:: EXCERPTED TEXT
# Developing Old Square 3 1/4 X 3 1/4 photos???



## tmel123 (Feb 3, 2004)

Hi.  I've searched everywhere for the answer to my question - so this is my last resort - hopefully someone can help me!   I'm beginning a project with our old family photos; these are from the 50s and 60s, and are the 3 1/4 X 3 1/4 square photos.  

I scanned them all into the computer, initially planning to upload them to an online service for developing.  However, now that I've done so, I've discovered that none of the providers (at least from what I've found) provide for developing square photos.  Instead, I'd have to crop them to 3.5 X 5 or 4 X 5, or else I'd have to have a bunch of white space around the photos.  (I do realize that the online services are primarily for digital cameras, which do not take square photos.)  

I was really hoping to get the old photos developed in their original format - square, with the white border around the edge.   Does anyone know of an online service where I can do this; or even if there is a mail order service, or chain store that would be able to make professional copies at a reasonable price?

Thanks for your time!

Melissa


----------



## Jeff Canes (Feb 3, 2004)

IMO, You will not find any online services that will make square prints, so you will need to trim the prints, cut off the &#8220;bunch of white space&#8221;.  Second the classic white boarder. If this option is not available, you can add it in your photo editing software. By changing the paper size.


----------



## Josh (Feb 5, 2004)

try a pro-lab, they will print in that format =)


----------
::::
### TASKS AND EXERCISES
(a) List every photo size given in the forum thread about printing square family photos.
(b) From the forum thread about printing square family photos, return the passage that begins at the words "I was really" and stops after "for your time!", copied without any change.
:: EXTRACTED DATA
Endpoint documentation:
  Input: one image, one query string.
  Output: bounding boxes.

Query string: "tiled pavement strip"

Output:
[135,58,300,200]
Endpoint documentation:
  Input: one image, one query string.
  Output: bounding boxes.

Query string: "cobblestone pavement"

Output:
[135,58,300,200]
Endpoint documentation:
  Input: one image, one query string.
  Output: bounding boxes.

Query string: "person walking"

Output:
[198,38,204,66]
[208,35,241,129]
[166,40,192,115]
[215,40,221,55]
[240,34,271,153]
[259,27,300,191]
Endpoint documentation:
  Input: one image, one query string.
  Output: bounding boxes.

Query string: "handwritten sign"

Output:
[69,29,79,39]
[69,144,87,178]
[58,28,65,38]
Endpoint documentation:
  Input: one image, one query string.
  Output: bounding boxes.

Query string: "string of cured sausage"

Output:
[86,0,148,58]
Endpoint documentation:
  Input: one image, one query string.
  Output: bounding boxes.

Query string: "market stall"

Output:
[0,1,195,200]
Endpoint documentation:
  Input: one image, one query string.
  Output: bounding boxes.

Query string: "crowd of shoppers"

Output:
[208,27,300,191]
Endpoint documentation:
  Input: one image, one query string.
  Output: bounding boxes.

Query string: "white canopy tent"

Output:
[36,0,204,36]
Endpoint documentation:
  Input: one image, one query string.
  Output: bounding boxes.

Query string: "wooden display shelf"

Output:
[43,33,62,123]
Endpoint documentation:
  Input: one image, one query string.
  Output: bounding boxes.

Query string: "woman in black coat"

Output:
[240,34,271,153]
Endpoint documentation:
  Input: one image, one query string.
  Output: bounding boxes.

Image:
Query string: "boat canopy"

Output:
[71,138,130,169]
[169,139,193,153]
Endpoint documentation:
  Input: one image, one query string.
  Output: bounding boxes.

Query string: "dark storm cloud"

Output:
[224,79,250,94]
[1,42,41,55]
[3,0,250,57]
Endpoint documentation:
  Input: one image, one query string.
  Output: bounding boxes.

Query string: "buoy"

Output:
::::
### ANSWERS TO THE TASKS
(a) 3 1/4 X 3 1/4, 3.5 X 5, 4 X 5

(b)
I was really hoping to get the old photos developed in their original format - square, with the white border around the edge.   Does anyone know of an online service where I can do this; or even if there is a mail order service, or chain store that would be able to make professional copies at a reasonable price?

Thanks for your time!